> Activity
Transcribe each of the entries exactly.

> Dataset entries
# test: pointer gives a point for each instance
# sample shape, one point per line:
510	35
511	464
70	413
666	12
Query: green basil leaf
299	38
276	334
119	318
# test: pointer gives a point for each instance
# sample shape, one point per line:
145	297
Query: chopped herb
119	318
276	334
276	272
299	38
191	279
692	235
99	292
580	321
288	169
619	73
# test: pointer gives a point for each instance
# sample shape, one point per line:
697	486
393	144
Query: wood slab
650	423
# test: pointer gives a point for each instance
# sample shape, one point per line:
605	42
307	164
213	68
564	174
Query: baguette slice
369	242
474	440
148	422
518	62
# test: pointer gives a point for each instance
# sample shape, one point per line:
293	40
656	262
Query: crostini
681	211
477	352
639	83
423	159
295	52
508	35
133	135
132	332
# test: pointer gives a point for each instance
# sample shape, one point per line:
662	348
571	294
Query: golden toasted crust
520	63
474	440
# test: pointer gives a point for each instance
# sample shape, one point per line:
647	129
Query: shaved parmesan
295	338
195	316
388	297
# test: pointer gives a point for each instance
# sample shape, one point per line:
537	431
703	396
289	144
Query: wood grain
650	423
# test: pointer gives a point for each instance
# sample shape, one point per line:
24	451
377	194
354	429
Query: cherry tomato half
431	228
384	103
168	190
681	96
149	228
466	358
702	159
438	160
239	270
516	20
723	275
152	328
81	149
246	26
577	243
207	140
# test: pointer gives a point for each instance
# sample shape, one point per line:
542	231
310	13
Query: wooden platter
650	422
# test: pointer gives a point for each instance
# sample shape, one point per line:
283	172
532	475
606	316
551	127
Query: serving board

> Task output
# test: pointer gives a point for each instance
# sample shape, one point per line:
510	35
511	464
70	413
666	12
Query: green basil leaf
299	38
276	334
119	318
# test: pointer gives a point for each instance
# sample shape, one point per line:
145	297
Query: chopped herb
119	318
276	334
276	272
299	38
191	279
692	235
99	292
580	321
288	169
619	73
# test: pointer gives a point for each instance
# sample shape, one point per line:
697	486
393	144
Query: wood slab
650	423
# test: pointer gives a point for each instance
# sample shape, one point per line:
605	42
307	164
213	68
564	174
Query: baguette slice
369	242
474	440
148	422
518	62
# test: pointer gives a point for each instance
# sample shape, one point per line:
293	40
656	262
Query: crostini
681	211
477	352
639	83
423	159
295	52
508	35
133	135
132	332
# test: pointer gives a point for each instance
# sample shape, one point per line:
662	348
571	294
Query: golden toasted crust
520	63
474	440
# test: pointer gives a point for each instance
# sample shape, one point per line:
647	129
Query: shaved parmesan
295	338
195	316
388	297
# test: pointer gives a point for each instance
# sample shape, one point per line:
537	431
703	396
289	144
Query: wood grain
650	423
# test: pointer gives a point for each instance
# sample shape, one point per line:
24	451
377	194
354	429
Query: cherry tomato half
431	228
384	103
168	190
681	96
149	228
466	358
702	159
438	160
239	270
516	20
723	275
152	328
81	149
246	26
577	243
207	140
# test: pointer gives a point for each instance
# sample shape, one point per line:
542	231
310	13
Query: wooden platter
650	422
# test: pointer gives a point for each instance
# sample shape, one point per line:
283	172
532	475
606	316
551	127
Query: serving board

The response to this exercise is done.